Stored data:
============

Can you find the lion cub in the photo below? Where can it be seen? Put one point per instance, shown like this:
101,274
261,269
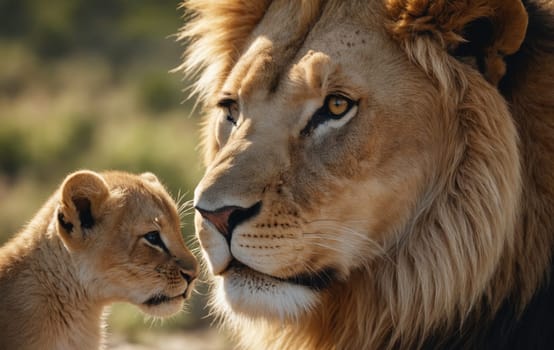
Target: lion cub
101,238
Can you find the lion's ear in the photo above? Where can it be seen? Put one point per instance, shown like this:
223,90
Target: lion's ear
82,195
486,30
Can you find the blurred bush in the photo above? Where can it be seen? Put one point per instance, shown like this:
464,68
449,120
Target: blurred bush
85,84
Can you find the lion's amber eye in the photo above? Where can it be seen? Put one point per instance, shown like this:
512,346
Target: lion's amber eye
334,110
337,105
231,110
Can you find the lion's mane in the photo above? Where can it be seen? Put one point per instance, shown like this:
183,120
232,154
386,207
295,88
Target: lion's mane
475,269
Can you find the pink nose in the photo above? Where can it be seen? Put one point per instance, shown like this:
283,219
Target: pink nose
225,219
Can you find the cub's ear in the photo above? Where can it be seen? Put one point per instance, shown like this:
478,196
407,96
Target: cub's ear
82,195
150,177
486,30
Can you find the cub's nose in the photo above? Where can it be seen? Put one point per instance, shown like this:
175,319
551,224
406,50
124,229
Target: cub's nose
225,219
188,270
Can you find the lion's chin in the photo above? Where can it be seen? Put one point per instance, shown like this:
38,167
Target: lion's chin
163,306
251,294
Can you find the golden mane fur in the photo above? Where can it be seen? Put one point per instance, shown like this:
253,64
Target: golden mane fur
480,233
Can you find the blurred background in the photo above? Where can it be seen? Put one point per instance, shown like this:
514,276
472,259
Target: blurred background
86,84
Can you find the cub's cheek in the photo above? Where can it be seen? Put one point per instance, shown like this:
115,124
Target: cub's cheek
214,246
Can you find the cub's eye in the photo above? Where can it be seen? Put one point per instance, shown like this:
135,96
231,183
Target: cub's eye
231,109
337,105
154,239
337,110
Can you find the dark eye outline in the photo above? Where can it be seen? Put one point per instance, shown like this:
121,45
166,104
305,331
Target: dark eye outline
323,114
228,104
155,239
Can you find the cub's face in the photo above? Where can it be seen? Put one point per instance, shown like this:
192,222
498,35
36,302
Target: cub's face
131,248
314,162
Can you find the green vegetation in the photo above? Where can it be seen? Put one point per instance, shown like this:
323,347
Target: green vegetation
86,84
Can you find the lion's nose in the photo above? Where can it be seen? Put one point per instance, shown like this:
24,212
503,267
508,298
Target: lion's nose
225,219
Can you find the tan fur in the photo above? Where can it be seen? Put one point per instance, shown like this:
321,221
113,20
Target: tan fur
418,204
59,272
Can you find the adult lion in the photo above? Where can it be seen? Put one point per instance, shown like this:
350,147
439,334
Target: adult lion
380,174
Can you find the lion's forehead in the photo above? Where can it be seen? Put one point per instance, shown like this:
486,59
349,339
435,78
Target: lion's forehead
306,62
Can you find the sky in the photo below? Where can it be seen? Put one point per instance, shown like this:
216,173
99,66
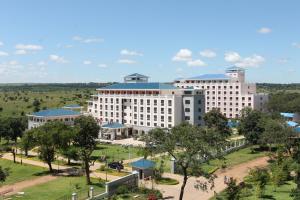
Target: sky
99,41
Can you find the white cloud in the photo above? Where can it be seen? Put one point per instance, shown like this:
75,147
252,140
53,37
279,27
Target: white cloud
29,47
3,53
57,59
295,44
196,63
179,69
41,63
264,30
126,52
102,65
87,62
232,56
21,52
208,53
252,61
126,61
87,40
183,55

============

▶ Short exercise:
Reproduce the material above line for line, leaving out the pictures.

▶ Task solution:
Can you find the lion cub in the photo below? Where can it be seen? Put one point per instance, shown like this:
101,274
261,269
Target: lion cub
101,238
Can you find the lion's ear in the photo above? Where can it be seen? Put one point per instance, shown like this:
223,90
Target: lion's ear
82,195
486,30
Can you find the blurred bush in the photo above? Where can it be seen? Put one point per instance, shown like this:
464,68
449,120
Target: blurred bush
85,84
Can you find the lion's amber eye in the photo above? Where can it be seen? Put one point per instance, shown like this:
512,346
Target: lion's amber eye
334,110
337,105
231,110
Can you find the lion's mane in the photo above? Where can it be seen? Put one point per instance, shown like this:
183,120
232,154
386,207
295,88
Target: lion's mane
475,269
Can you find the pink nose in the photo above? Where can it be seen? Put one point per instance, shown like this:
283,219
Target: pink nose
225,219
Can you find the cub's ear in the photo above? Where can it be seen? Put one point per instance, shown like this:
478,196
407,96
Target: cub's ear
82,195
150,177
486,30
Can you find the cub's nose in the photo above? Where can it be seen? Put one point per instance, shown like this:
175,319
551,224
406,50
124,229
Target: cub's nose
225,219
188,270
Can you find the lion's chin in the photo above? Where can it be seen? Put one point per instance, shown like this:
38,167
Target: lion's chin
163,306
251,294
Can you find the golden mane fur in the photo above? Where can it be seen? Put one point per instance, shown like this:
253,64
Target: golden mane fur
480,233
Can you find the blurred background in the photo above? Where can it be seen? Put one point per instance, shown like this:
514,276
472,259
Target: blurred background
86,84
Can you find the cub's cheek in the photo above? Where can it be seen? Put one point per instance, shown like this:
115,124
Target: cub's cheek
214,246
Can you find the cub's eye in the photo above? Where can it be seen? Put one point per instance, shown like this:
135,96
231,183
Target: cub's eye
231,109
337,105
154,239
337,110
Can you find the dark eye outline in the photo above? Where can it be seen? Put one point per instance, shown like this:
121,45
166,104
305,331
Target: dark eye outline
323,114
228,104
155,239
Can you find the cub's face in the photo above? Where can it be seen? Put one point per instance, shown like this:
192,222
498,35
36,302
Target: cub's face
131,248
314,162
Can you find the green vegetation in the photo above? Where can it be seen? Put one point per instance, shown like this:
323,347
Target: green vegetation
86,84
Can you find the lion's nose in the photo above? Where can it be seen? Put one point per instance, shown like this:
24,212
503,267
508,298
Target: lion's nose
225,219
Can you find the tan fur in the photo above? Where can it be seen? Put one point per instance, shown like this:
321,221
113,20
Target: tan fur
418,204
59,272
Can you find the adult lion in the photo above? Where can it be seen? Put one point per instance, shown like this:
350,147
439,334
Target: adult lion
380,174
Can you find the lion's forehead in the photo above? Where can it be seen? Put one point per instance, shown like this:
486,59
349,339
435,78
Target: lion's forehead
306,62
Can you find the sky in the photo below? Where can it be seen? Put one point per instance, shown like this:
216,173
99,66
Target: sky
99,41
Can you find the white cloud in the photo above? Where can it be seen? Put one point per instance, shown like this:
75,147
252,140
53,37
279,27
Target: white cloud
29,47
3,53
57,59
295,44
196,63
179,69
41,63
264,30
126,52
102,65
87,62
232,56
21,52
208,53
252,61
126,61
87,40
183,55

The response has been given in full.